■ **Data entries**

** start **

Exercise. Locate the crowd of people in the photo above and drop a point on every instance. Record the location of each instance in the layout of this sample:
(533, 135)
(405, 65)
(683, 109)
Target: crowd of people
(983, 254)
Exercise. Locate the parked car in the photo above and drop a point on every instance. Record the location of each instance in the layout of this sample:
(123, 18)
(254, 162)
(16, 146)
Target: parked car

** end **

■ **What is needed**
Reproduce the material above verbatim, line for line, without altering any character.

■ **Correct answer**
Exercise. Locate the crowd of people in the photo above and drop a point on every instance. Record the location of each instance in the layout of this sample:
(533, 135)
(405, 65)
(683, 109)
Target: crowd of people
(983, 254)
Exercise. Locate the parked car in the photo above and drop a point on every instance. Record the location of each instance in the layout of this sample:
(123, 18)
(254, 162)
(16, 146)
Target: parked car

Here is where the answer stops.